WHAT YOU WILL DO:
In the forum thread about getting parents to buy a horse, do the following statements agree with the text? (a) The poster ~*~anebel~*~ raised the money by selling cookies and cleaning stalls. (b) The poster SmoothTrails took a horse along to school. (c) The poster IheartPheobe may lease once able to drive to the barn. Answer yes or no for each, and quote the deciding words.

EXTRACTED TEXT:
- - - - - - -
Both of my parents ride horses and breed them so I never had to convince them.


----------



## ~*~anebel~*~ (Aug 21, 2008)

I was young, like 8 or 9? Had been riding for a while and kept asking for one.
They told me that as soon as I came up with $1000 they'd buy me one. So a year later, after selling cookies and cleaning stalls, I came up with the money.
My mother says now that she never thought I'd do it  But I did!


----------



## SmoothTrails (Oct 1, 2009)

My siblings and I were all very lucky. My parents always figured the more we were into horses the less we could be into trouble. My brother (9) has his 2nd horse now [ the pony he got didn't work out] , and my younger sister (16) is on her 3rd horse. I have had four horses, but I am horseless for now since there was no way I could afford to take my horse to school with me. I still get to ride all ours at home though when I am there, adn all of us ride at lest 3 or more horses, so although we have one that is "ours" there are enough that need riding that we get a wide range to work with.


----------



## IheartPheobe (Feb 15, 2009)

I've been riding for four years now, and I have been begging for a horse since I started. My mom was totally ready to buy me one when I was younger, and not as interested. . but as I got to doing it more she realized the reality of that. I absolutely love my barn, but the problem is leasing and boarding are insanely expensive. I'm too attatched to leave so just waiting on my mom to give me the OK to lease there. . which considering the price is not going to be soon!! She has said I cannot lease until either A) two years from now (the actual 'deadline' is after May.. but since I do get to ride 5 to 6 days a week in the summer there isn't really a point in leasing until September) or B) I can drive myself there. xP I'm not in a hurry to buy a horse because I would lease a horse that I know and love first.. and yehhh.


----------



## Void (Jun 26, 2009)

I never did, I eventually just bought my own


----------



## Becca93 (Jan 22, 2009)

I'm still trying but I honestly think that it is a lost cause for him buying me one.

I've finally convinced him that it is no a phrase and I will never stop asking him, but hopefully he'll support me at the end of the year to lease one at our local stable!


----------



## JavaLover (Nov 7, 2009)
- - - - - - -
DATA SEGMENT:
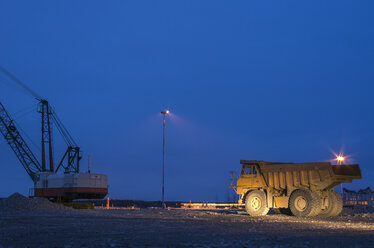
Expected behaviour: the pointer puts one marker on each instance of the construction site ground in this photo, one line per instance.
(180, 228)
- - - - - - -
ANSWER SECTION:
(a) Yes: "after selling cookies and cleaning stalls, I came up with the money."
(b) No: "there was no way I could afford to take my horse to school with me."
(c) Yes: "She has said I cannot lease until either A) two years from now" and "or B) I can drive myself there."